> To be done:
Shift the data between the lines holding "tall lamp post" and "top-left (764, 39), bottom-right (773, 104)", inclusive: write out every line in that span again, add 92 to each coordinate of the detected boxes, and keep every other line as it is.

--------------------------------------------------

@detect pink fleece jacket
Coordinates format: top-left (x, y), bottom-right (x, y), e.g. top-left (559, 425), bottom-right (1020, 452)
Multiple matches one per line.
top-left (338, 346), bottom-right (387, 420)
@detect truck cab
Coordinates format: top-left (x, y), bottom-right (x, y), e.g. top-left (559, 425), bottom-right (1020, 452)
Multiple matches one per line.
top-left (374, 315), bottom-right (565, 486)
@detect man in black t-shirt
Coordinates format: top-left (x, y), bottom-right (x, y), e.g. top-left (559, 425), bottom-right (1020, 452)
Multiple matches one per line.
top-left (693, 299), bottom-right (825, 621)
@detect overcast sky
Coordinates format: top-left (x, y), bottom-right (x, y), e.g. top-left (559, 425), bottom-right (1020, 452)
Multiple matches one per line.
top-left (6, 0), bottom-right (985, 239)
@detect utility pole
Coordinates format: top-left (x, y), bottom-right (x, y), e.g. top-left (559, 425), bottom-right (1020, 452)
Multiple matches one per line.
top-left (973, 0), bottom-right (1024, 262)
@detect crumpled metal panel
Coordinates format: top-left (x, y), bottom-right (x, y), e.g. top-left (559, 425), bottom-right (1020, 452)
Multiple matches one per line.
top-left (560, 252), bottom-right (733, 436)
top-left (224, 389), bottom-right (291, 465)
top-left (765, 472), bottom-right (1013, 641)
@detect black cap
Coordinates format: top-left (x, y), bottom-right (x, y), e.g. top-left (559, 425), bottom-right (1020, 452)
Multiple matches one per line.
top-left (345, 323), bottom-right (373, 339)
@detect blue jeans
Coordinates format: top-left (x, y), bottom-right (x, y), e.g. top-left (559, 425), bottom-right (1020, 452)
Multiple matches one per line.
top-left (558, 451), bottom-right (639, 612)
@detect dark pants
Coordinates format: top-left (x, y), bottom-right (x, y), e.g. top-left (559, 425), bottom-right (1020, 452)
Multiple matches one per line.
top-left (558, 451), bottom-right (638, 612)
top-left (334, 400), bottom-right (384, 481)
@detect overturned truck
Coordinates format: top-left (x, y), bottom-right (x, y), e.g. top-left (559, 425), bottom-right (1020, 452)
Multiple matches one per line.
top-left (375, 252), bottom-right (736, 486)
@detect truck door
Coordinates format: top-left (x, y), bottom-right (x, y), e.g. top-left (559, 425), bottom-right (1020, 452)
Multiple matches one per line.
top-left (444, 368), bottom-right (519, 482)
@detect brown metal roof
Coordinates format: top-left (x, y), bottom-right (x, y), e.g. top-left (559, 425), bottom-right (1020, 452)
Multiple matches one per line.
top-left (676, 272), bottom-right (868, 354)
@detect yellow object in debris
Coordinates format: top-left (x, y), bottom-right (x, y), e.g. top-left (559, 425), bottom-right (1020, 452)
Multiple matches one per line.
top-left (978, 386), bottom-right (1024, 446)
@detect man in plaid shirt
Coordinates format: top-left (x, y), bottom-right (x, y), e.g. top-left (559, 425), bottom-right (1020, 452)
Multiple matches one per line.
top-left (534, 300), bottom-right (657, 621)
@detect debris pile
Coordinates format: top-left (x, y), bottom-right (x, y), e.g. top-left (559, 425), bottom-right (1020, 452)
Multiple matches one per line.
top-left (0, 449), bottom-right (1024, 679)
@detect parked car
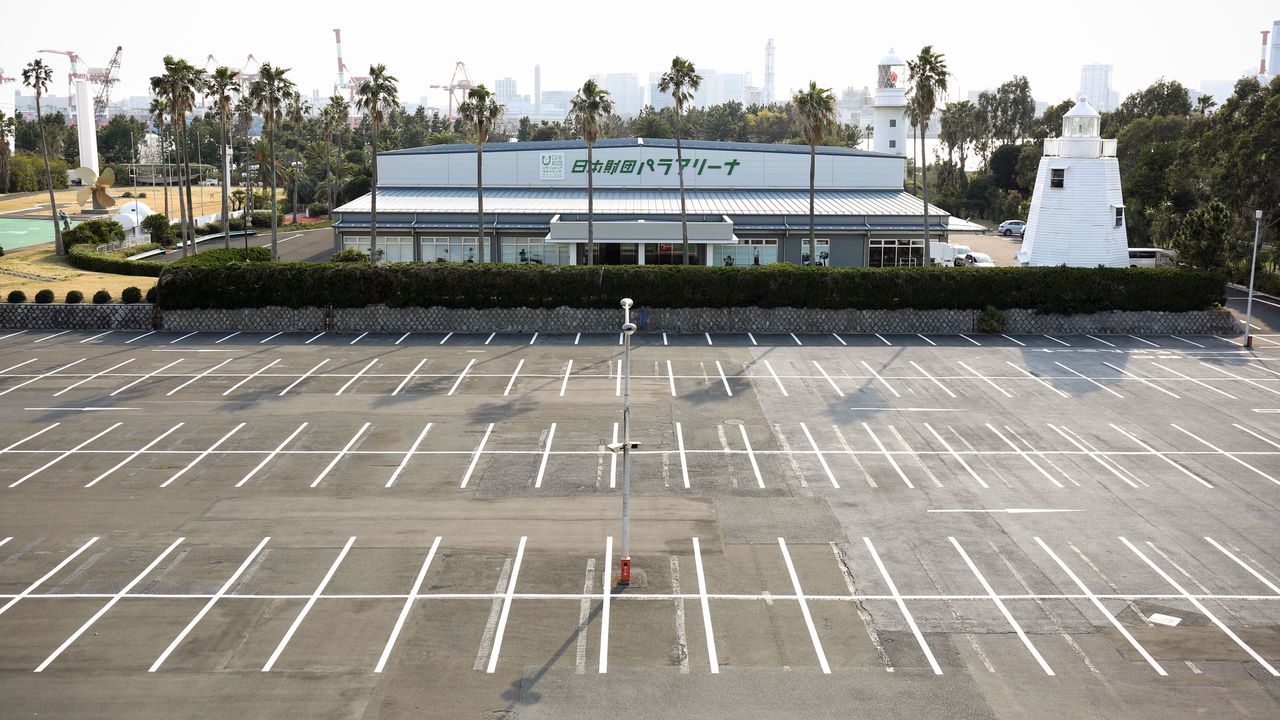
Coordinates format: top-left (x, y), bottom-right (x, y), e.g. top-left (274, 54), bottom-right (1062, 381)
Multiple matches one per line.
top-left (1000, 220), bottom-right (1027, 237)
top-left (1129, 247), bottom-right (1178, 268)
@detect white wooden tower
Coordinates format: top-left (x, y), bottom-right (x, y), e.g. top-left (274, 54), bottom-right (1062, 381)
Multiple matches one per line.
top-left (1018, 97), bottom-right (1129, 268)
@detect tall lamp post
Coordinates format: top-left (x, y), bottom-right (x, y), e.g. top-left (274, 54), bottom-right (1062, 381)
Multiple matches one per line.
top-left (1244, 210), bottom-right (1262, 348)
top-left (609, 297), bottom-right (640, 585)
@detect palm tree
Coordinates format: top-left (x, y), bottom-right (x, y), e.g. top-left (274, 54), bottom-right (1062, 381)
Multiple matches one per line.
top-left (658, 55), bottom-right (703, 265)
top-left (791, 81), bottom-right (836, 265)
top-left (570, 79), bottom-right (613, 265)
top-left (355, 63), bottom-right (399, 264)
top-left (248, 63), bottom-right (294, 260)
top-left (207, 67), bottom-right (239, 249)
top-left (22, 58), bottom-right (63, 255)
top-left (458, 85), bottom-right (507, 263)
top-left (906, 45), bottom-right (947, 255)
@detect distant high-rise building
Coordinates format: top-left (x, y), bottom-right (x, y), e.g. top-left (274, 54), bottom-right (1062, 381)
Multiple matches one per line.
top-left (1078, 63), bottom-right (1120, 113)
top-left (764, 39), bottom-right (773, 104)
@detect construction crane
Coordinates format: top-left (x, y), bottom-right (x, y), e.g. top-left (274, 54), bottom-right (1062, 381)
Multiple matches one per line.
top-left (88, 45), bottom-right (123, 123)
top-left (431, 60), bottom-right (474, 120)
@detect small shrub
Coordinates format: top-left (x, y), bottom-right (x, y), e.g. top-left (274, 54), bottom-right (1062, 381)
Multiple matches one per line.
top-left (329, 247), bottom-right (369, 264)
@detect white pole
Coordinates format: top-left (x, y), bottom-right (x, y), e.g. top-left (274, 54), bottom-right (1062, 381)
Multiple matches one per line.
top-left (1244, 210), bottom-right (1262, 347)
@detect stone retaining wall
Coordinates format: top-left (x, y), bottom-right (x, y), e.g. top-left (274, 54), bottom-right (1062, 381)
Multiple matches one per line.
top-left (0, 302), bottom-right (1240, 334)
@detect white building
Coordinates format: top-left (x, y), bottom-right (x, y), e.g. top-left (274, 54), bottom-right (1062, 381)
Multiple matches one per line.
top-left (1078, 63), bottom-right (1120, 113)
top-left (872, 49), bottom-right (906, 158)
top-left (1018, 100), bottom-right (1129, 268)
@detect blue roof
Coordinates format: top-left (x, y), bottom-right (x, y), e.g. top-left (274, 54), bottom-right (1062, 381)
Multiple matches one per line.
top-left (379, 137), bottom-right (899, 158)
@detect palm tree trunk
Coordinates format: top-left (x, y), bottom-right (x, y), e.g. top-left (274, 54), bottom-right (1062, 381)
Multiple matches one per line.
top-left (809, 145), bottom-right (818, 265)
top-left (586, 142), bottom-right (595, 265)
top-left (369, 118), bottom-right (378, 265)
top-left (36, 92), bottom-right (63, 255)
top-left (676, 106), bottom-right (689, 265)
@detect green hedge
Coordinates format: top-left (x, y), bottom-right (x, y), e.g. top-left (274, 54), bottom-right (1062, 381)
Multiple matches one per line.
top-left (67, 245), bottom-right (164, 278)
top-left (159, 262), bottom-right (1225, 313)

--------------------------------------------------

> Finished exercise:
@detect tall lamp post
Coordinates format: top-left (x, y), bottom-right (x, y), e.g. top-left (274, 54), bottom-right (1062, 381)
Multiple matches one per line.
top-left (1336, 302), bottom-right (1354, 440)
top-left (701, 389), bottom-right (732, 677)
@detect palm tree
Coordinates format: top-left (x, y), bottom-right (x, y), e.g. top-left (274, 54), bottom-right (1062, 381)
Multiple matches one per line.
top-left (750, 147), bottom-right (795, 357)
top-left (883, 173), bottom-right (928, 357)
top-left (662, 171), bottom-right (705, 357)
top-left (447, 155), bottom-right (491, 356)
top-left (340, 155), bottom-right (386, 352)
top-left (299, 159), bottom-right (331, 341)
top-left (114, 150), bottom-right (155, 347)
top-left (550, 177), bottom-right (599, 355)
top-left (998, 137), bottom-right (1039, 347)
@detect distant high-rise building
Coordinates format: top-left (x, y), bottom-right (x, y), e.g. top-left (274, 54), bottom-right (1062, 381)
Multiple matches one per line.
top-left (1170, 155), bottom-right (1212, 205)
top-left (856, 131), bottom-right (865, 196)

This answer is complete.